BEGIN RECORDS PROVIDED

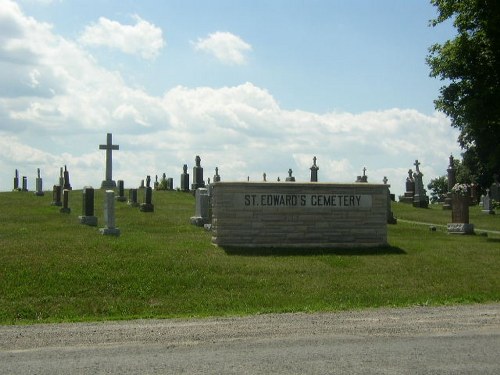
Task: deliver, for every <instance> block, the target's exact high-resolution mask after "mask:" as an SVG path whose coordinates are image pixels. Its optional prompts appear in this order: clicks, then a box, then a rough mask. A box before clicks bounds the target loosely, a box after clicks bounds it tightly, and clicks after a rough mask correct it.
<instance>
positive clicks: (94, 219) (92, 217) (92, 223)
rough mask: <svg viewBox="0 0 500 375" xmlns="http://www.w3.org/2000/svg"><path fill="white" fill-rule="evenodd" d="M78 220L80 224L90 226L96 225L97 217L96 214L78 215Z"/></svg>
mask: <svg viewBox="0 0 500 375" xmlns="http://www.w3.org/2000/svg"><path fill="white" fill-rule="evenodd" d="M78 219H79V220H80V224H85V225H89V226H91V227H95V226H97V217H96V216H78Z"/></svg>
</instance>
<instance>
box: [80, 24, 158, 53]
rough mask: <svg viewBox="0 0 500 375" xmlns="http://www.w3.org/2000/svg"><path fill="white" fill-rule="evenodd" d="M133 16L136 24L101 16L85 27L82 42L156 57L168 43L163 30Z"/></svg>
mask: <svg viewBox="0 0 500 375" xmlns="http://www.w3.org/2000/svg"><path fill="white" fill-rule="evenodd" d="M133 18H134V19H135V21H136V23H135V25H123V24H121V23H119V22H117V21H112V20H109V19H107V18H105V17H100V18H99V21H98V22H97V23H95V24H92V25H90V26H87V27H85V30H84V32H83V34H82V35H81V37H80V42H81V43H82V44H84V45H88V46H105V47H110V48H116V49H118V50H120V51H122V52H124V53H128V54H132V55H136V54H138V55H140V56H141V57H142V58H144V59H148V60H151V59H155V58H156V57H157V56H158V55H159V54H160V51H161V49H162V48H163V47H164V46H165V44H166V43H165V41H164V39H163V33H162V30H161V29H160V28H159V27H156V26H155V25H153V24H151V23H149V22H147V21H145V20H143V19H142V18H141V17H139V16H137V15H134V16H133Z"/></svg>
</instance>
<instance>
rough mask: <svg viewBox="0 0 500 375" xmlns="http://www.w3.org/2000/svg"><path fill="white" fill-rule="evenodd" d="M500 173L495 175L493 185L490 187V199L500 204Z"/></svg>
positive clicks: (493, 180) (490, 186)
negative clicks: (496, 201) (492, 199)
mask: <svg viewBox="0 0 500 375" xmlns="http://www.w3.org/2000/svg"><path fill="white" fill-rule="evenodd" d="M498 178H499V176H498V173H495V174H494V175H493V183H492V184H491V186H490V197H491V199H494V200H495V201H497V202H500V182H499V181H498Z"/></svg>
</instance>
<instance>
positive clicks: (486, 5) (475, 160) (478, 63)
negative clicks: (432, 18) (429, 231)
mask: <svg viewBox="0 0 500 375" xmlns="http://www.w3.org/2000/svg"><path fill="white" fill-rule="evenodd" d="M431 3H432V4H433V5H434V6H436V7H437V12H438V16H437V18H435V19H434V20H431V26H437V25H438V24H440V23H442V22H444V21H446V20H451V21H452V22H453V25H454V27H455V28H456V30H457V36H456V37H455V39H453V40H448V41H446V42H445V43H444V44H435V45H433V46H431V47H430V48H429V55H428V56H427V64H428V65H429V66H430V68H431V73H430V75H431V76H432V77H436V78H439V79H441V80H442V81H444V82H445V86H443V87H441V90H440V95H439V97H438V98H437V100H435V101H434V104H435V107H436V109H437V110H439V111H442V112H443V113H445V114H446V115H447V116H448V117H449V118H450V119H451V124H452V126H454V127H456V128H458V129H459V130H460V136H459V139H458V142H459V143H460V146H461V147H462V148H463V150H464V155H463V156H464V159H463V160H464V164H466V166H467V167H468V168H469V169H470V170H472V171H475V174H476V178H477V180H478V182H479V183H480V184H481V185H482V186H483V187H484V186H485V185H486V184H489V183H490V182H491V179H492V176H493V173H500V0H431Z"/></svg>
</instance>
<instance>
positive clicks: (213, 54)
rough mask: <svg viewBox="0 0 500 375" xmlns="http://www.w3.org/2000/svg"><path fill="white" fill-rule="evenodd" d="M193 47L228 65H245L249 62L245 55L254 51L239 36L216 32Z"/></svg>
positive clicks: (201, 38) (247, 44)
mask: <svg viewBox="0 0 500 375" xmlns="http://www.w3.org/2000/svg"><path fill="white" fill-rule="evenodd" d="M193 45H194V48H195V50H197V51H203V52H205V53H208V54H211V55H213V56H215V58H216V59H217V60H219V61H220V62H222V63H223V64H227V65H243V64H245V63H246V62H247V57H246V55H245V54H246V53H247V52H250V51H251V50H252V46H251V45H250V44H248V43H247V42H245V41H244V40H243V39H241V38H240V37H239V36H237V35H234V34H232V33H230V32H224V31H216V32H214V33H212V34H209V35H208V36H207V37H206V38H198V41H197V42H193Z"/></svg>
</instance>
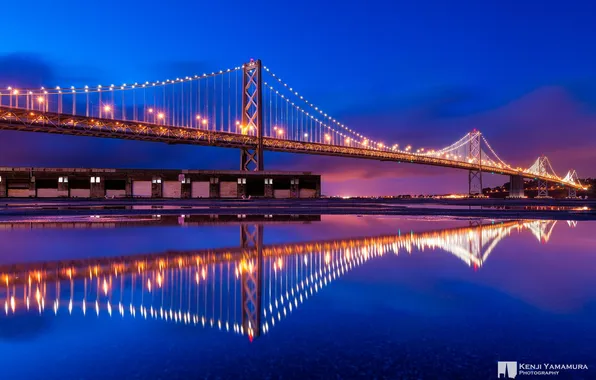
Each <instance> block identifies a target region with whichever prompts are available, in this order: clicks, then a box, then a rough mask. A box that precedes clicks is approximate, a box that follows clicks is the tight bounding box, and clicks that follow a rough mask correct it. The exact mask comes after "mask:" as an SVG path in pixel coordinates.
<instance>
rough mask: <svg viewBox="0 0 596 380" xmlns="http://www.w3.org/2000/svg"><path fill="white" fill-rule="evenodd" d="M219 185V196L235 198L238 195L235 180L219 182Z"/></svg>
mask: <svg viewBox="0 0 596 380" xmlns="http://www.w3.org/2000/svg"><path fill="white" fill-rule="evenodd" d="M219 185H220V187H219V196H220V197H221V198H237V197H238V183H237V182H221V183H220V184H219Z"/></svg>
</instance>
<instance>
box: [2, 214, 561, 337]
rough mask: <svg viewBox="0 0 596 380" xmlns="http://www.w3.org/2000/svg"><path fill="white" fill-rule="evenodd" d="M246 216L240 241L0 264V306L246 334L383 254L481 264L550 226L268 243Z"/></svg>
mask: <svg viewBox="0 0 596 380" xmlns="http://www.w3.org/2000/svg"><path fill="white" fill-rule="evenodd" d="M243 219H244V218H243ZM246 219H247V222H246V223H242V224H241V229H240V243H241V244H240V247H238V246H234V247H230V248H216V249H213V248H208V249H198V250H190V251H171V250H170V251H165V252H159V253H151V254H139V255H132V256H123V257H100V258H89V259H77V260H65V261H48V262H41V263H28V264H25V263H24V264H16V265H15V264H11V265H4V266H0V279H1V281H2V286H0V307H2V306H3V309H4V312H3V313H2V314H5V315H9V314H15V313H29V312H32V313H39V314H43V313H44V312H45V309H46V306H47V309H49V310H48V311H51V310H53V312H54V314H66V313H68V314H69V315H71V314H72V315H76V314H78V315H81V314H82V315H89V314H97V316H102V317H108V316H109V317H115V316H116V315H118V316H119V317H122V318H123V317H130V318H137V319H141V318H142V319H154V320H163V321H167V322H173V323H183V324H189V325H190V324H192V325H195V326H199V325H202V326H203V327H211V328H218V329H220V330H225V331H233V332H235V333H238V334H241V335H244V336H248V337H249V339H251V340H252V339H253V338H256V337H258V336H261V335H263V334H267V333H268V332H269V330H270V328H271V327H274V326H276V325H277V323H280V321H281V320H282V319H283V318H286V317H287V316H289V315H290V314H291V313H292V312H293V310H295V309H297V308H298V307H299V306H300V305H301V304H302V303H303V302H305V301H306V300H308V298H309V297H311V296H313V295H315V294H316V293H317V292H318V291H320V290H321V289H323V288H324V287H326V286H327V285H328V284H330V283H331V282H333V281H334V280H336V279H339V278H341V277H342V276H343V275H345V274H346V273H347V272H349V271H350V270H352V269H353V268H355V267H358V266H360V265H363V264H365V263H366V262H368V261H369V260H372V259H375V258H377V257H380V256H382V255H384V254H386V253H389V252H393V253H395V254H396V255H398V254H399V252H400V251H406V252H408V253H411V252H413V251H420V252H421V251H424V250H426V249H430V250H436V249H440V250H443V251H445V252H449V253H451V254H452V255H453V256H455V257H457V258H459V259H461V260H462V261H463V262H464V263H465V264H466V265H467V266H469V267H472V266H473V267H474V268H479V267H481V266H482V265H483V264H484V263H485V262H486V260H487V258H488V256H489V255H490V254H491V252H492V251H493V250H494V248H495V247H496V246H497V244H499V242H500V241H501V240H502V239H504V238H506V237H507V236H509V235H510V233H511V231H512V230H518V231H525V230H530V231H531V232H532V233H533V234H534V235H536V236H537V237H538V238H539V239H540V241H543V242H547V241H548V239H549V238H550V235H551V233H552V231H553V229H554V224H555V223H554V222H545V221H502V222H495V221H491V222H490V223H486V221H484V223H479V221H472V222H470V226H466V227H455V228H450V229H443V230H431V231H421V232H417V233H414V232H413V231H412V232H411V233H408V234H401V233H399V234H397V235H381V236H368V237H360V238H350V239H343V240H325V241H311V242H296V243H286V244H278V245H267V246H265V245H264V244H263V233H264V227H263V224H264V223H266V222H265V221H258V220H254V221H249V220H250V216H248V217H247V218H246ZM0 317H2V315H0Z"/></svg>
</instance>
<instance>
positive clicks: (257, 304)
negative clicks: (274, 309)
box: [240, 224, 263, 341]
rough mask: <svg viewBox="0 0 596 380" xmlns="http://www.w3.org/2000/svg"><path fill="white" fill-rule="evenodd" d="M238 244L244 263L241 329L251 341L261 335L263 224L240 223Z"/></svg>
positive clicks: (242, 282)
mask: <svg viewBox="0 0 596 380" xmlns="http://www.w3.org/2000/svg"><path fill="white" fill-rule="evenodd" d="M240 244H241V246H242V249H243V250H245V252H244V254H243V256H244V257H243V261H244V262H245V263H246V265H243V266H242V329H243V332H244V333H245V334H247V335H248V338H249V339H250V340H251V341H252V339H253V338H256V337H258V336H260V335H261V310H262V306H261V302H262V301H261V299H262V292H261V288H262V286H263V279H262V275H263V274H262V268H263V225H262V224H257V225H250V224H242V225H241V226H240Z"/></svg>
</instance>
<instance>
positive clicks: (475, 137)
mask: <svg viewBox="0 0 596 380" xmlns="http://www.w3.org/2000/svg"><path fill="white" fill-rule="evenodd" d="M480 137H481V134H480V131H477V130H475V129H474V130H473V131H472V132H471V133H470V149H469V153H468V159H469V160H470V162H472V163H478V169H473V170H470V171H469V173H468V190H469V192H468V194H469V195H482V149H481V146H480Z"/></svg>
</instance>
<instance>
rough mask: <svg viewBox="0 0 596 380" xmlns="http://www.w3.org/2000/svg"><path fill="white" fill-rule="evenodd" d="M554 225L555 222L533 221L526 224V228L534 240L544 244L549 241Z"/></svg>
mask: <svg viewBox="0 0 596 380" xmlns="http://www.w3.org/2000/svg"><path fill="white" fill-rule="evenodd" d="M556 224H557V221H556V220H534V221H532V222H530V223H529V224H528V228H529V229H530V231H532V234H533V235H534V236H535V237H536V239H538V241H539V242H541V243H543V244H544V243H548V241H549V240H550V236H551V234H552V233H553V229H554V228H555V225H556Z"/></svg>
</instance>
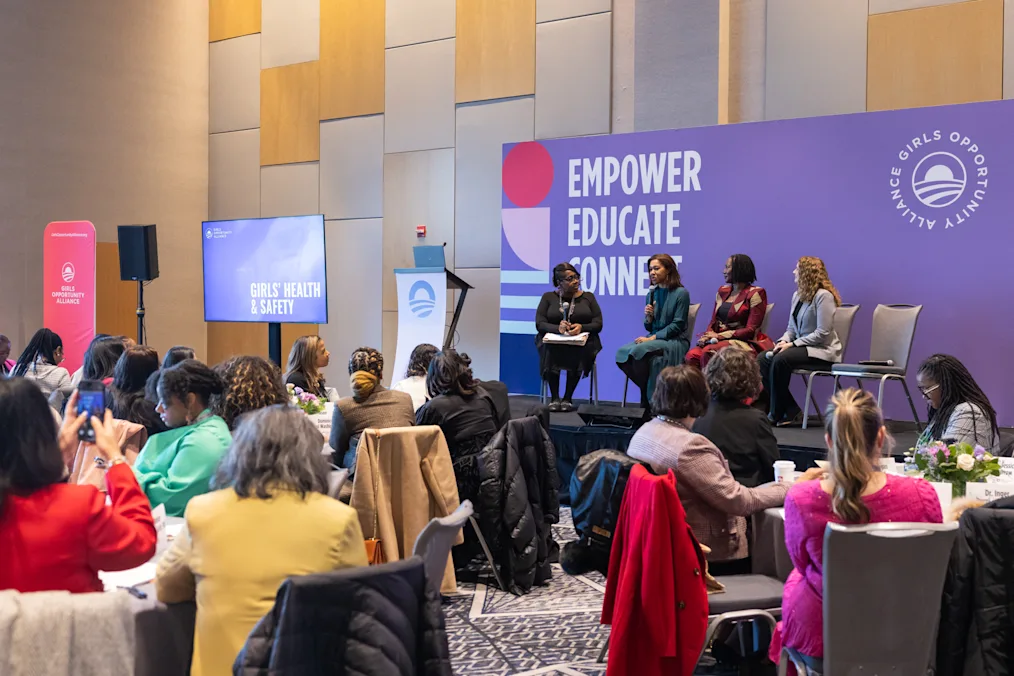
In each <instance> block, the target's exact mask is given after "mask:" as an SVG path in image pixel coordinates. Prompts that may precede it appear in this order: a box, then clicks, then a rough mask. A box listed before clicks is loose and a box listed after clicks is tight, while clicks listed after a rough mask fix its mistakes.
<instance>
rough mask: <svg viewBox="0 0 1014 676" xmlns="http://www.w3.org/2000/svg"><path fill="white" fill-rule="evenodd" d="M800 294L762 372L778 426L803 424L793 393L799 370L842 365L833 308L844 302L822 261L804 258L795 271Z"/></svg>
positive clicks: (841, 359)
mask: <svg viewBox="0 0 1014 676" xmlns="http://www.w3.org/2000/svg"><path fill="white" fill-rule="evenodd" d="M792 276H793V278H794V279H795V282H796V290H795V291H794V292H793V293H792V314H790V315H789V325H788V327H787V328H786V329H785V333H784V334H783V335H782V337H780V339H779V340H778V345H776V346H775V347H774V348H773V349H772V350H771V354H772V356H771V357H769V356H768V355H767V354H765V355H762V357H761V359H759V360H758V361H759V363H761V374H762V378H763V380H764V384H765V388H766V389H767V390H768V395H769V414H768V419H769V420H770V421H771V422H772V424H773V425H777V426H778V427H792V426H799V425H802V424H803V411H802V409H801V408H800V407H799V404H798V403H796V399H795V398H793V396H792V392H791V391H789V384H790V382H791V380H792V372H793V370H795V369H808V370H811V371H828V370H830V365H831V364H832V363H836V362H841V361H842V341H841V340H839V336H838V333H837V332H836V331H835V310H836V309H837V308H838V307H839V306H840V305H841V304H842V297H841V296H840V295H839V293H838V289H836V288H835V285H834V284H831V283H830V280H829V279H828V278H827V269H826V268H824V265H823V260H821V259H820V258H814V257H813V256H808V255H804V256H803V257H801V258H800V259H799V261H798V262H797V264H796V267H795V269H793V271H792Z"/></svg>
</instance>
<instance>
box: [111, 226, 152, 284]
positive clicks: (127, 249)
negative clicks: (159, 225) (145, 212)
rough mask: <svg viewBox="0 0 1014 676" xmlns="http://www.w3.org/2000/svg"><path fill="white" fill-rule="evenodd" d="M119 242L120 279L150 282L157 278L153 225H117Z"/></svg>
mask: <svg viewBox="0 0 1014 676" xmlns="http://www.w3.org/2000/svg"><path fill="white" fill-rule="evenodd" d="M117 240H118V241H119V242H120V279H121V280H123V281H125V282H129V281H134V282H150V281H151V280H154V279H158V238H157V236H156V235H155V226H154V225H121V226H118V227H117Z"/></svg>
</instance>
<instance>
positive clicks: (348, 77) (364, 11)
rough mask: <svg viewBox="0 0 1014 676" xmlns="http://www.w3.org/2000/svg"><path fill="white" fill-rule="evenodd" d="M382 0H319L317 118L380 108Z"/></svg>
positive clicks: (330, 119)
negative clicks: (318, 117) (319, 39)
mask: <svg viewBox="0 0 1014 676" xmlns="http://www.w3.org/2000/svg"><path fill="white" fill-rule="evenodd" d="M383 35H384V0H320V120H333V119H336V118H352V117H356V116H364V115H372V114H374V112H383V96H384V87H383V78H384V44H383Z"/></svg>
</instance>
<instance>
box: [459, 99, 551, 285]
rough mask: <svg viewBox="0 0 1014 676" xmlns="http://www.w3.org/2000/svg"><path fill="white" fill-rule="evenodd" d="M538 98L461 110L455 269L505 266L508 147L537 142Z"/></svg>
mask: <svg viewBox="0 0 1014 676" xmlns="http://www.w3.org/2000/svg"><path fill="white" fill-rule="evenodd" d="M534 129H535V101H534V99H533V98H532V97H530V96H527V97H525V98H518V99H513V100H505V101H499V102H495V103H478V104H468V105H461V106H458V108H457V140H456V147H455V151H454V152H455V167H454V169H455V171H454V242H455V243H454V265H455V266H456V267H457V268H499V267H500V201H501V200H500V196H501V190H502V189H501V182H500V176H501V165H502V163H503V161H502V158H503V144H504V143H513V142H517V141H530V140H532V138H534V137H533V134H534Z"/></svg>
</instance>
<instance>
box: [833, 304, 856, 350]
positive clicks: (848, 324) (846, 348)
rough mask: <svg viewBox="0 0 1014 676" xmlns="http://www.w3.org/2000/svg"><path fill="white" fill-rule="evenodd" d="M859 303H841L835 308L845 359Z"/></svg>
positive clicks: (835, 311)
mask: <svg viewBox="0 0 1014 676" xmlns="http://www.w3.org/2000/svg"><path fill="white" fill-rule="evenodd" d="M859 308H860V306H859V305H841V306H839V307H838V309H836V310H835V321H834V324H835V332H836V333H837V334H838V340H839V342H840V343H841V344H842V357H843V359H844V358H845V351H846V350H848V349H849V336H850V335H851V334H852V323H853V322H854V321H855V320H856V313H857V312H859Z"/></svg>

END RECORDS PROVIDED

=== INSTRUCTIONS FOR THE TASK ===
Whenever a line in the records contains the word "coordinates", copy that line.

=== RESPONSE ===
Task: deliver, for every <instance> block, the target's exact high-resolution mask after "mask:" as an SVG path whose coordinates are image pixels. Its optional prompts appear in this order: clicks, then a box, then a rough mask. A box before clicks bounds the target loosely, a box after clicks bounds it tightly, and clicks after a rough mask correct it.
Each <instance> block identifies a target region with whichever prompts are available, in this order: clicks, then a box, then a rough mask. A box that precedes clicks is approximate, a box that follows clicks is the tight bounding box, and clicks that follow a rough mask correct it. The exact mask comes after "mask:" as an SVG path in pixel coordinates.
In each <instance> block, the target's exact mask is given after "mask:" as an SVG path in image pixel coordinates. Prompts that may precede it appear in this order: a box, then clicks, then a rough mask. A box listed before clicks is loose and a box listed after clicks is tight, while clicks listed after a rough mask fix its mistakes.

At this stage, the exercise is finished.